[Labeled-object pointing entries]

- - -

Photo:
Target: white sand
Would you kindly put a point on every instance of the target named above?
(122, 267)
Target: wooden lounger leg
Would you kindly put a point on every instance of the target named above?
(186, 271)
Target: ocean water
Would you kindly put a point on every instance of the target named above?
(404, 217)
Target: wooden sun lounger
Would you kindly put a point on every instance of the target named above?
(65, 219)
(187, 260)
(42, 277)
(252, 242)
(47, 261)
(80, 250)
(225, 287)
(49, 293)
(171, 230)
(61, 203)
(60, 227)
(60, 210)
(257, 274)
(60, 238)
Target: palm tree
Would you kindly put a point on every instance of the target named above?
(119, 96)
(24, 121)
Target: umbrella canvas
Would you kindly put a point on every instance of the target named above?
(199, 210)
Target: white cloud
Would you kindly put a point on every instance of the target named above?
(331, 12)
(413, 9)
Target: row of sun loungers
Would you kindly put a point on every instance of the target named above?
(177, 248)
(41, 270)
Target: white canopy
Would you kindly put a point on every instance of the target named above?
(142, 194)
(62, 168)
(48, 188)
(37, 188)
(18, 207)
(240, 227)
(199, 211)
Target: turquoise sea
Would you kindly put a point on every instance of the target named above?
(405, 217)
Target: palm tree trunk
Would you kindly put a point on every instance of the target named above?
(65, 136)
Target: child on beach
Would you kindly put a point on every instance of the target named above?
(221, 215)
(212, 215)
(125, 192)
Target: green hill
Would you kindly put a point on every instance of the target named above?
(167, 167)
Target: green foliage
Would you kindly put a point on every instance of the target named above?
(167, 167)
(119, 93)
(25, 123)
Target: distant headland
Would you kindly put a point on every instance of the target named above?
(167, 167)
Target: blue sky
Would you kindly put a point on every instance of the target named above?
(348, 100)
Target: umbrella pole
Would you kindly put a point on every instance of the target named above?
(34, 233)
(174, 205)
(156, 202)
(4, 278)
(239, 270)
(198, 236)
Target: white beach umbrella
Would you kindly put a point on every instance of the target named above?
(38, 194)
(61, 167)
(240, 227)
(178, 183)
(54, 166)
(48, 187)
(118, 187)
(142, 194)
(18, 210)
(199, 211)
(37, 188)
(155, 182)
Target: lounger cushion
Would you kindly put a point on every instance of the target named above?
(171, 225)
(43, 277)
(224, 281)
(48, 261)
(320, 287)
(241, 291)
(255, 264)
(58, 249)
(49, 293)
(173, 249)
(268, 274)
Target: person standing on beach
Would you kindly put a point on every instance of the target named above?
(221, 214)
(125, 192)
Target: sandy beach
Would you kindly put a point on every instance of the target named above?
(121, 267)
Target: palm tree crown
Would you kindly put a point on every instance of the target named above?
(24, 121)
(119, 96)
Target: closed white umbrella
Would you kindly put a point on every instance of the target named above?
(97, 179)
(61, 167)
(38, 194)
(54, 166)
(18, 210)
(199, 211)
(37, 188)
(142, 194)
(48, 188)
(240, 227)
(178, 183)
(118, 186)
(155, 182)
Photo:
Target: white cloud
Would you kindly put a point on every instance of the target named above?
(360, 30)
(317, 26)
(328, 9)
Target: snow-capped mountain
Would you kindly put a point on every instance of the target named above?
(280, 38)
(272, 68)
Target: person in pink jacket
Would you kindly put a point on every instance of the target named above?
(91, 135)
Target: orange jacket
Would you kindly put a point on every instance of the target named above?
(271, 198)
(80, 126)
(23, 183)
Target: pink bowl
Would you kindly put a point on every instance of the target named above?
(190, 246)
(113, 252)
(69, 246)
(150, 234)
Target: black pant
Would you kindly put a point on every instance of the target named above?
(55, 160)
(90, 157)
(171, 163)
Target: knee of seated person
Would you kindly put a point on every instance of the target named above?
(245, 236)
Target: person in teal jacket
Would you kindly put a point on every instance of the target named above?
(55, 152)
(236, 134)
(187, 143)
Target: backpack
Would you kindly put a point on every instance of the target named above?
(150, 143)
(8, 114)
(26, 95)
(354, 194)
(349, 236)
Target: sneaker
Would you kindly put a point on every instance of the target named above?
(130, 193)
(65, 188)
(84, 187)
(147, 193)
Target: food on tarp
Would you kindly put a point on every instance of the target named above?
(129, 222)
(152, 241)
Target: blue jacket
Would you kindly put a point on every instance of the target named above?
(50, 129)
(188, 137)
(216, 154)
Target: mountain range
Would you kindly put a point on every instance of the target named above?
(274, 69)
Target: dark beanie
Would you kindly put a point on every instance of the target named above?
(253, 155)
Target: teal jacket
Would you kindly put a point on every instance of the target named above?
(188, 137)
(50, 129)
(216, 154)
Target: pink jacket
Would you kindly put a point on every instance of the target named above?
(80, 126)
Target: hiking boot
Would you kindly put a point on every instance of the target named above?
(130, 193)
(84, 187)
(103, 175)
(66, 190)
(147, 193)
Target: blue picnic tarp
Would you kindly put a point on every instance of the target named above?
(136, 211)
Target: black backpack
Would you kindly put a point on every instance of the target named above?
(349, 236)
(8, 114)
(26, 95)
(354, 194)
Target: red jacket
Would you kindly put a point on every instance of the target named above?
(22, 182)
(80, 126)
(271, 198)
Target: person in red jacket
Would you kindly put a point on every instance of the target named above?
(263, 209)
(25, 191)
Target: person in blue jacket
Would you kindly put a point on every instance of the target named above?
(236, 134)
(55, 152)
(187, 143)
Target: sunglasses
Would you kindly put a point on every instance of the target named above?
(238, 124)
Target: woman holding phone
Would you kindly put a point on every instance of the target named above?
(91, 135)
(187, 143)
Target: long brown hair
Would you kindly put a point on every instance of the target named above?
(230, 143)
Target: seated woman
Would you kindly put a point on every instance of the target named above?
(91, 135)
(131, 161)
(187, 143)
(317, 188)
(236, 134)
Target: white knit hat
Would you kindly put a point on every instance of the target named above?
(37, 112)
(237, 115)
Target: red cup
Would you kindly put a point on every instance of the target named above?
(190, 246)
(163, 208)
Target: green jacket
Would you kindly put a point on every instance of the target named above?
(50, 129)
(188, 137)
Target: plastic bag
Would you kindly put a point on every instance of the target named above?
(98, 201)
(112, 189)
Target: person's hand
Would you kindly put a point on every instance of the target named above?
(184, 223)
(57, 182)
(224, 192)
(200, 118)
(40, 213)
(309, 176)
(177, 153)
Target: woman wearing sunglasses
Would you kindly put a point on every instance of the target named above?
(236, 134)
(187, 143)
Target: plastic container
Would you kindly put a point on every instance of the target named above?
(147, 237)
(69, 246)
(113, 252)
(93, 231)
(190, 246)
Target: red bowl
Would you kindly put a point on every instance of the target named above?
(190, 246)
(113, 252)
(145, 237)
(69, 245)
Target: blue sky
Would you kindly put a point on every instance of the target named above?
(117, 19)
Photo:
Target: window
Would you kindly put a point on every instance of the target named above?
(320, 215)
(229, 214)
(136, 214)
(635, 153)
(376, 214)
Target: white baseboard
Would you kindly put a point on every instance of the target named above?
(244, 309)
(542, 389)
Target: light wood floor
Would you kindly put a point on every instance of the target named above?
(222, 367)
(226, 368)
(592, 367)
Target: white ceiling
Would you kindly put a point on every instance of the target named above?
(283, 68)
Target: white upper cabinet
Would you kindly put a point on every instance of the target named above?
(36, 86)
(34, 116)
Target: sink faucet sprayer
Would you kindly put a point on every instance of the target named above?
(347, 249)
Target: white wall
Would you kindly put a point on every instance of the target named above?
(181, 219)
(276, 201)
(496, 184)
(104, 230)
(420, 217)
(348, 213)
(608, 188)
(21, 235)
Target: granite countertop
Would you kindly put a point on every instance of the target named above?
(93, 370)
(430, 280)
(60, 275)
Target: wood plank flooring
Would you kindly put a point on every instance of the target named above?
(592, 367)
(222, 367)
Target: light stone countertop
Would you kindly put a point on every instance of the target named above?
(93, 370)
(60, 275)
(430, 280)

- - -

• Written exercise:
Repeat exactly the lines starting at the line with "Target: green jacket" and ending with the final line of the entries. Include nothing else.

• Expected output:
Target: green jacket
Would you kindly put a point on every instance of the target named above?
(50, 129)
(188, 137)
Target: plastic bag
Would you kindly put a point on every instance of the target named above?
(98, 201)
(112, 189)
Target: person's hand
Would you kindly put a point on every instance of the target named above?
(184, 223)
(57, 182)
(224, 192)
(200, 118)
(40, 213)
(309, 176)
(177, 153)
Target: woman wearing sunglasses
Would you kindly put a point on every instance of the target named above?
(236, 134)
(187, 143)
Target: plastic container
Would you kindly put a point on every instance of the target named above?
(147, 237)
(69, 246)
(113, 252)
(93, 231)
(190, 246)
Target: red bowl
Would you kindly put a point on every instance of the target named above?
(190, 246)
(113, 252)
(145, 237)
(69, 245)
Target: blue sky
Would you kindly put a point on every instance of the target named above?
(117, 19)
Photo:
Target: window
Would you kindly put a point on every instance of the target named above?
(320, 215)
(229, 214)
(136, 214)
(635, 153)
(376, 214)
Target: white baseboard
Would you kindly put a point on every instance of the target named above?
(244, 309)
(542, 389)
Target: light wood floor
Would you kindly put a point on every instance of the target named above?
(222, 367)
(226, 368)
(592, 367)
Target: white ceiling
Would you kindly put a point on every instance of the target named above?
(283, 68)
Target: white upper cabinet
Would you kindly put a point on every instance of the target named above?
(36, 86)
(34, 116)
Target: sink faucet sprayer
Would you kindly put a point on every instance of the target named above?
(347, 249)
Target: white wall
Would you kindly put a point on every instance of the target named above?
(181, 219)
(276, 201)
(496, 184)
(104, 230)
(420, 217)
(348, 213)
(608, 188)
(21, 235)
Target: granite countertop
Would you kindly put a point on every instance of the target named above?
(93, 370)
(430, 280)
(60, 275)
Target: wood plank flooring
Would you kindly put a point on every instance of the target named above?
(592, 367)
(222, 367)
Target: light stone countertop
Would you kindly put a point on every instance of the target named above?
(93, 370)
(60, 275)
(430, 280)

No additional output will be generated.